Provided passage:
How MiniMax M2.7 Achieves SOTA Agent Performance Through Self‑Evolving Loops

Overview

MiniMax M2.7 is a large language model that incorporates a persistent‑state agent framework (Agent Harness) and executes an autonomous recursive self‑improvement (RSI) loop. During development it completed more than 100 refinement cycles without human intervention, achieving measurable gains on software‑engineering benchmarks.

Agent Harness Architecture

The Harness surrounds the model and provides all runtime services except raw token generation. Its main components are:

Tool Integration Layer : callable primitives for file I/O, code execution, database queries, API calls, and network access.

Memory and State Management : short‑term working context, session‑level persistent logs, and long‑term structured knowledge.

Context Engineering and Compression : selects which information to inject into each model call, compresses older history, and applies retrieval‑augmented generation (RAG) patterns.

Verification and Guardrails : runs unit‑style tests, validates outputs, and can require human review for sensitive actions.

Tasks to perform:
a) Duplicate the MiniMax M2.7 article from "How MiniMax M2.7" up to and including "and network access.".
b) List the main components of the Agent Harness that the MiniMax M2.7 article names.
c) Render this sentence from the MiniMax M2.7 article in French: "The Harness surrounds the model and provides all runtime services except raw token generation."

Data section:

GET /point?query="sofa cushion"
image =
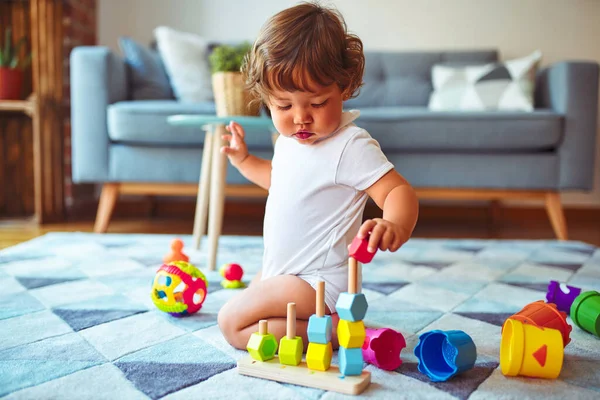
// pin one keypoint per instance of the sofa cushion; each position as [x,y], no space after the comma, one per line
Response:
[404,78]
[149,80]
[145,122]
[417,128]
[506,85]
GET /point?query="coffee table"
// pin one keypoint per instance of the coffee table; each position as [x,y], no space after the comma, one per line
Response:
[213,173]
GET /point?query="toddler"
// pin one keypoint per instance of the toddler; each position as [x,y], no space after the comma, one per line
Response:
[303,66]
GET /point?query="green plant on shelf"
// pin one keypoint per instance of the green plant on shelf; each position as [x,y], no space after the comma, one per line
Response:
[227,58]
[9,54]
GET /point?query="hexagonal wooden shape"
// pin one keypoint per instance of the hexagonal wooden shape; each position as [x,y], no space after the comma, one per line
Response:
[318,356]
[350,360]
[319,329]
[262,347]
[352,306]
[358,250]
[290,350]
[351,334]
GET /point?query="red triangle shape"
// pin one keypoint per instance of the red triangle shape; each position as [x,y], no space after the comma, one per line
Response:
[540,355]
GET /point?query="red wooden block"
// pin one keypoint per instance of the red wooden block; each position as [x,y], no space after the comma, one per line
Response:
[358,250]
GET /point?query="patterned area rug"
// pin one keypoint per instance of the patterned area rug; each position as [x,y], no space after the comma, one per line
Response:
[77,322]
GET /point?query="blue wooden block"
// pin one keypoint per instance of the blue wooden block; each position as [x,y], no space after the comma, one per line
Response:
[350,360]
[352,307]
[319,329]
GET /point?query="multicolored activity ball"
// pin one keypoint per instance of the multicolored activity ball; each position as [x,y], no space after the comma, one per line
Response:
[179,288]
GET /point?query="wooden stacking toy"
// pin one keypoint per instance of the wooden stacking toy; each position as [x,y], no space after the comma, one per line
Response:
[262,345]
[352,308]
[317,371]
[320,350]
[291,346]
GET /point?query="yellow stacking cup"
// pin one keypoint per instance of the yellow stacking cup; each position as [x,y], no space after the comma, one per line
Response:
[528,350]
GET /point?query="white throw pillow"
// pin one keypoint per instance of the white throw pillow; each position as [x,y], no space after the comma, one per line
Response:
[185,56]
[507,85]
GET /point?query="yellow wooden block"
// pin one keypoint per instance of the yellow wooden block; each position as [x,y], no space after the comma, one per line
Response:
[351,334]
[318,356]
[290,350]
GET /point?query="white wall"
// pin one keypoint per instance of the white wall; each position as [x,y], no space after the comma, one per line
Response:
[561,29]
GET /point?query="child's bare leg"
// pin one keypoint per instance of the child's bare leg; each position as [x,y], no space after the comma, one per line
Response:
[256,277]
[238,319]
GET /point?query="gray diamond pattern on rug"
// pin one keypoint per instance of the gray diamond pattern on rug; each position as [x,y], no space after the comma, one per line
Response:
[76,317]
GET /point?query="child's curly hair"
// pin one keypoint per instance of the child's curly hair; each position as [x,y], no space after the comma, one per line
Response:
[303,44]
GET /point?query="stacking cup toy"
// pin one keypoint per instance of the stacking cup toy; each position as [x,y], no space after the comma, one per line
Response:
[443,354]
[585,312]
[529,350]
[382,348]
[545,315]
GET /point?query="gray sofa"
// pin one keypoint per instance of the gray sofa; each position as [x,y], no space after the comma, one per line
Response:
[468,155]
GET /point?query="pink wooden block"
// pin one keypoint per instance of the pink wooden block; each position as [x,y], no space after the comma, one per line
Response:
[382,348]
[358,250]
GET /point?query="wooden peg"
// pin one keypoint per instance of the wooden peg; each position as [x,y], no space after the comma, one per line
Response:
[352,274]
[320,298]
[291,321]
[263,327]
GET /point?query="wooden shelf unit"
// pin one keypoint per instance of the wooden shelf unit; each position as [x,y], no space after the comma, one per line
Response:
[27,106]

Solutions for each task:
a)
How MiniMax M2.7 Achieves SOTA Agent Performance Through Self‑Evolving Loops

Overview

MiniMax M2.7 is a large language model that incorporates a persistent‑state agent framework (Agent Harness) and executes an autonomous recursive self‑improvement (RSI) loop. During development it completed more than 100 refinement cycles without human intervention, achieving measurable gains on software‑engineering benchmarks.

Agent Harness Architecture

The Harness surrounds the model and provides all runtime services except raw token generation. Its main components are:

Tool Integration Layer : callable primitives for file I/O, code execution, database queries, API calls, and network access.

b)
1. Tool Integration Layer
2. Memory and State Management
3. Context Engineering and Compression
4. Verification and Guardrails

c) Le Harness entoure le modèle et fournit tous les services d'exécution, à l'exception de la génération brute de jetons.